[Stored data — start]

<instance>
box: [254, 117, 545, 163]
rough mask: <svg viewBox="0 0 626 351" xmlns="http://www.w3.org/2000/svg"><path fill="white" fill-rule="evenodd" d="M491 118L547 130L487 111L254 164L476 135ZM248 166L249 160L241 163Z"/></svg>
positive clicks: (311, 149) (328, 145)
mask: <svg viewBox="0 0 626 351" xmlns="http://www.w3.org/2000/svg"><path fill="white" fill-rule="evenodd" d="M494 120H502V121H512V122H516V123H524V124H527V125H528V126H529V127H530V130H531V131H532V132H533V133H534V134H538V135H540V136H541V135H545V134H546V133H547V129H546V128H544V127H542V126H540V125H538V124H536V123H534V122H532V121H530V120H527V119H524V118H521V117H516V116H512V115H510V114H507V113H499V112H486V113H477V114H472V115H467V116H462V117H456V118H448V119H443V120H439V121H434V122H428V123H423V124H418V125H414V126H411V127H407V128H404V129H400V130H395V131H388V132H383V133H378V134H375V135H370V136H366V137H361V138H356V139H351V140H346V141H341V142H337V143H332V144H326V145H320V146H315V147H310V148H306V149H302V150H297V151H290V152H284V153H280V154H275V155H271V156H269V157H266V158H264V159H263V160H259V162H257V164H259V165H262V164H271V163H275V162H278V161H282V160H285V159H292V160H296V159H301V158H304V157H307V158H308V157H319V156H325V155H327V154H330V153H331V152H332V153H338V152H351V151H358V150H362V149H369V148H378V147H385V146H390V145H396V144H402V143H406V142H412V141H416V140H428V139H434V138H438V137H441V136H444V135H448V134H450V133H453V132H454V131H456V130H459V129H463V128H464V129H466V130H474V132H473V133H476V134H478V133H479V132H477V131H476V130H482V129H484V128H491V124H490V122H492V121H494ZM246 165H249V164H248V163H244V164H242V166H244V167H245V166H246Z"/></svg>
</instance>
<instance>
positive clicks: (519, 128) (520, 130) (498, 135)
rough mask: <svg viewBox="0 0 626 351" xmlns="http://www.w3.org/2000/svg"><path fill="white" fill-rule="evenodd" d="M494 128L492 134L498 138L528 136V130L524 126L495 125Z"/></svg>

[Stored data — finish]

**Assigned task**. Only the lines from the beginning of the entries through the line bearing "118L547 130L487 111L254" should be returned, each exactly as written.

**Result of this task**.
<instance>
box: [254, 117, 545, 163]
rough mask: <svg viewBox="0 0 626 351" xmlns="http://www.w3.org/2000/svg"><path fill="white" fill-rule="evenodd" d="M491 118L547 130L487 111L254 164L476 135ZM248 166L249 160L241 163Z"/></svg>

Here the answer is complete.